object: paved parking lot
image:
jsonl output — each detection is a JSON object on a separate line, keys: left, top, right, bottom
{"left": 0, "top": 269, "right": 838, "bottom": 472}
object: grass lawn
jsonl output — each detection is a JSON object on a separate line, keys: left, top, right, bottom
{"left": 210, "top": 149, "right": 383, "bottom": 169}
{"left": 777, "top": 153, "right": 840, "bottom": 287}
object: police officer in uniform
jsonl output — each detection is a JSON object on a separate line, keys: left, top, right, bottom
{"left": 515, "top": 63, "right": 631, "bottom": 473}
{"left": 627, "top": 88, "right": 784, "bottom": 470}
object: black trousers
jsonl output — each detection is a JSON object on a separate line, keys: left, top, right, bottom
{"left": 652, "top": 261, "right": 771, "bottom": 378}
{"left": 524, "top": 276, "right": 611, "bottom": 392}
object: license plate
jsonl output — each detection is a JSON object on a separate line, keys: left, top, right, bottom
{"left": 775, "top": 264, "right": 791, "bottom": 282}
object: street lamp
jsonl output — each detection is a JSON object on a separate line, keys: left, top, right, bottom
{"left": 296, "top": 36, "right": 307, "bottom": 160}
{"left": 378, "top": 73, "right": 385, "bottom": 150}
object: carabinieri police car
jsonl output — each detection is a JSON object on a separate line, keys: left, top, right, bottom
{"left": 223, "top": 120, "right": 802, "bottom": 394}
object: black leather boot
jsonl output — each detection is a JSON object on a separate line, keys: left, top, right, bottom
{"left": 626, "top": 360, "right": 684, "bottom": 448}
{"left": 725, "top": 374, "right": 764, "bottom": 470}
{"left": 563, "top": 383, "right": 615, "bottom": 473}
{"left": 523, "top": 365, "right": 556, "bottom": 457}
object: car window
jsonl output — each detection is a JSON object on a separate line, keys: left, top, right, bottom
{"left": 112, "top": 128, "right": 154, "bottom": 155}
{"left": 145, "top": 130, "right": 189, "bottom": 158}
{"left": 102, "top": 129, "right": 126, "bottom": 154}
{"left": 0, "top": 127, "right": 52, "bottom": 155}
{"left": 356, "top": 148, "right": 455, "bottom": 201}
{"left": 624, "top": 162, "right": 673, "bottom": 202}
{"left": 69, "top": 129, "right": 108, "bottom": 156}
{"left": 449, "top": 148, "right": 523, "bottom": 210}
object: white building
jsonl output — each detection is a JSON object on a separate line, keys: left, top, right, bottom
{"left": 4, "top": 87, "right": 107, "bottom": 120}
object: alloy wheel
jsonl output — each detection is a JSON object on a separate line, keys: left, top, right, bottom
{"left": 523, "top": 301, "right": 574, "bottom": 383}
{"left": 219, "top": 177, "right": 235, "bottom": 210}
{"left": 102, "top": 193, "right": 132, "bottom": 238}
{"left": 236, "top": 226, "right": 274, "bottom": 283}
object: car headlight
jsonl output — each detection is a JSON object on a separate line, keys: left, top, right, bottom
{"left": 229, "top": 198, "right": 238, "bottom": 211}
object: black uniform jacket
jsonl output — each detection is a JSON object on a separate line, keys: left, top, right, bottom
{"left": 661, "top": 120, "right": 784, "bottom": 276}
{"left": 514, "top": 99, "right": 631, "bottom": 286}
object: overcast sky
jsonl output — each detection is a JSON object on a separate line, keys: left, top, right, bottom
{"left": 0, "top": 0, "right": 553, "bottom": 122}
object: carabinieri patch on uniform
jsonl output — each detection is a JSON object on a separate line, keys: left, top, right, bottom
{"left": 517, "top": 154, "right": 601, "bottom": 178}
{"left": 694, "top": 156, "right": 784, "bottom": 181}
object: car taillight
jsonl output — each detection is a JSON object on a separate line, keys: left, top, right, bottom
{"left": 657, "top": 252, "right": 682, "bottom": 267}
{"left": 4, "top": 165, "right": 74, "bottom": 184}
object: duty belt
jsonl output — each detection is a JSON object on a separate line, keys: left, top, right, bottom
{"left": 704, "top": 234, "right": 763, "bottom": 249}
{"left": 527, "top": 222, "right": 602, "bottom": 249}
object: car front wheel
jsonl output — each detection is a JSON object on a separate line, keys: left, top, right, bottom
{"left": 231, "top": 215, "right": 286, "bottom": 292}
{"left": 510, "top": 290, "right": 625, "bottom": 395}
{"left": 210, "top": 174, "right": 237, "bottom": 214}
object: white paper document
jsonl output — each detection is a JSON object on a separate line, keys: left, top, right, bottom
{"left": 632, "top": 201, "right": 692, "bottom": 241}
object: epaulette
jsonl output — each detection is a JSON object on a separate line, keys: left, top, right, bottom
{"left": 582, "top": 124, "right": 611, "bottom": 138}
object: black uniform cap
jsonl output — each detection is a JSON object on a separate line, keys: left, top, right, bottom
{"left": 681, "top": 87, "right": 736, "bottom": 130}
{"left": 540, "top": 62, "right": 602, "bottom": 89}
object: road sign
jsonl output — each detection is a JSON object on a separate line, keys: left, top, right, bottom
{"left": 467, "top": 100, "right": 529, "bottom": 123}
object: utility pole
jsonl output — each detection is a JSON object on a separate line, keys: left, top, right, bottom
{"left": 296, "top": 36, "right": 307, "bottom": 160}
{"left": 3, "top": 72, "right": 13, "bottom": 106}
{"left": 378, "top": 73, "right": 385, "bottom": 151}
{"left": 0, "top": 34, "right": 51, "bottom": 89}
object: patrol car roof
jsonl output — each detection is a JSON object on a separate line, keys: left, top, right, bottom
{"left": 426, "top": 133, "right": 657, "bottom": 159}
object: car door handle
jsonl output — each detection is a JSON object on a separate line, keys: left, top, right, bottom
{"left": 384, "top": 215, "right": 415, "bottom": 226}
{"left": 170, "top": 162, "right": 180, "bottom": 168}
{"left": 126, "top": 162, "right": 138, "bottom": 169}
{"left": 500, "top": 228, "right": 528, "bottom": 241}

•••••

→ **PROBLEM TO SOLVE**: Exactly as they stand above, repeat all the records.

→ **TASK RESPONSE**:
object: paved parking lot
image:
jsonl output — each detection is a JSON object on a separate line, keys: left, top, right, bottom
{"left": 0, "top": 269, "right": 838, "bottom": 472}
object: grass lawn
jsonl output — each detection is a JSON object on a separate line, keys: left, top, right, bottom
{"left": 210, "top": 149, "right": 383, "bottom": 169}
{"left": 777, "top": 153, "right": 840, "bottom": 287}
object: police officer in uniform
jsonl output — each detection is a JSON object on a separate line, keys: left, top, right, bottom
{"left": 515, "top": 63, "right": 631, "bottom": 473}
{"left": 627, "top": 88, "right": 784, "bottom": 470}
object: black trousers
jsonl output — each detection is a JSON object on a separate line, keys: left, top, right, bottom
{"left": 652, "top": 261, "right": 771, "bottom": 378}
{"left": 524, "top": 276, "right": 611, "bottom": 392}
object: license plate
jsonl output — each detection is a JSON object on a separate line, keys: left, top, right, bottom
{"left": 775, "top": 264, "right": 791, "bottom": 282}
object: street lamp
jsonl output — each detection is a JSON object on a separate line, keys: left, top, right, bottom
{"left": 296, "top": 36, "right": 307, "bottom": 160}
{"left": 378, "top": 73, "right": 385, "bottom": 150}
object: carabinieri police car
jsonl output — each detection is a JSON object on a separate line, keys: left, top, right, bottom
{"left": 223, "top": 120, "right": 802, "bottom": 394}
object: black leather boot
jsonl output — each detection is a JSON object on a separate line, keys: left, top, right, bottom
{"left": 626, "top": 360, "right": 684, "bottom": 448}
{"left": 725, "top": 374, "right": 764, "bottom": 470}
{"left": 563, "top": 383, "right": 615, "bottom": 473}
{"left": 523, "top": 365, "right": 556, "bottom": 457}
object: car window
jsonl output — each detection is a JSON object on a separate line, keys: left, top, right, bottom
{"left": 112, "top": 128, "right": 154, "bottom": 155}
{"left": 145, "top": 130, "right": 189, "bottom": 158}
{"left": 102, "top": 129, "right": 126, "bottom": 154}
{"left": 0, "top": 127, "right": 52, "bottom": 155}
{"left": 356, "top": 148, "right": 455, "bottom": 201}
{"left": 624, "top": 162, "right": 673, "bottom": 202}
{"left": 69, "top": 129, "right": 108, "bottom": 156}
{"left": 449, "top": 148, "right": 523, "bottom": 210}
object: white building
jsonl output — each detection is a JSON object on a separate line, keys: left, top, right, bottom
{"left": 4, "top": 87, "right": 107, "bottom": 120}
object: alloy wheel
jsonl output — each detection is a JSON object on a separate line, keys: left, top, right, bottom
{"left": 523, "top": 301, "right": 574, "bottom": 383}
{"left": 219, "top": 177, "right": 235, "bottom": 210}
{"left": 102, "top": 193, "right": 132, "bottom": 238}
{"left": 236, "top": 226, "right": 274, "bottom": 283}
object: car headlight
jsonl output — each detection is a JSON object on a separate line, keys: left, top, right, bottom
{"left": 229, "top": 198, "right": 238, "bottom": 211}
object: black uniform jacket
jsonl output — each detection is a JSON object on a separate line, keys: left, top, right, bottom
{"left": 661, "top": 120, "right": 784, "bottom": 276}
{"left": 514, "top": 99, "right": 631, "bottom": 286}
object: overcast sky
jsonl output — each detection is a JSON object on a separate line, keys: left, top, right, bottom
{"left": 0, "top": 0, "right": 553, "bottom": 122}
object: carabinieri patch on uniform
jsonl output — each detection is a JSON object on a separate line, keys: left, top, right, bottom
{"left": 517, "top": 154, "right": 601, "bottom": 178}
{"left": 694, "top": 156, "right": 784, "bottom": 181}
object: car taillight
jsonl output — each detection is a JSON object on a separate line, keys: left, top, right, bottom
{"left": 657, "top": 252, "right": 682, "bottom": 267}
{"left": 4, "top": 165, "right": 74, "bottom": 184}
object: duty belt
jsonl output — each detection is a JSON object on a separate line, keys: left, top, right, bottom
{"left": 704, "top": 234, "right": 763, "bottom": 249}
{"left": 527, "top": 222, "right": 602, "bottom": 249}
object: car front wheel
jsonl output — each detection is a JSON object on a separate line, keys: left, top, right, bottom
{"left": 231, "top": 215, "right": 286, "bottom": 292}
{"left": 510, "top": 290, "right": 625, "bottom": 395}
{"left": 210, "top": 174, "right": 237, "bottom": 214}
object: white paper document
jsonl output — each detection is a JSON object on a separate line, keys: left, top, right, bottom
{"left": 632, "top": 201, "right": 692, "bottom": 241}
object: epaulette
jsonl output — each detection is a JSON object on a separate line, keys: left, top, right, bottom
{"left": 582, "top": 124, "right": 611, "bottom": 138}
object: black uniform cap
jsonl output — each detection is a JSON object on a separate line, keys: left, top, right, bottom
{"left": 681, "top": 87, "right": 736, "bottom": 130}
{"left": 540, "top": 62, "right": 602, "bottom": 89}
object: road sign
jsonl output — each detection is a JSON object on a separate line, keys: left, top, right, bottom
{"left": 467, "top": 100, "right": 529, "bottom": 123}
object: utility pole
jsonl output — each detection is a JSON object on a separate line, keys: left, top, right, bottom
{"left": 296, "top": 36, "right": 307, "bottom": 160}
{"left": 3, "top": 72, "right": 13, "bottom": 106}
{"left": 378, "top": 73, "right": 385, "bottom": 151}
{"left": 0, "top": 34, "right": 51, "bottom": 89}
object: patrol car roof
jsonl output — each detection is a JSON object on a separate line, keys: left, top, right, bottom
{"left": 426, "top": 133, "right": 657, "bottom": 159}
object: car door handle
jsonl output — each detection is a JSON object on a separate line, keys: left, top, right, bottom
{"left": 384, "top": 215, "right": 415, "bottom": 226}
{"left": 170, "top": 162, "right": 180, "bottom": 168}
{"left": 126, "top": 162, "right": 138, "bottom": 169}
{"left": 500, "top": 228, "right": 528, "bottom": 241}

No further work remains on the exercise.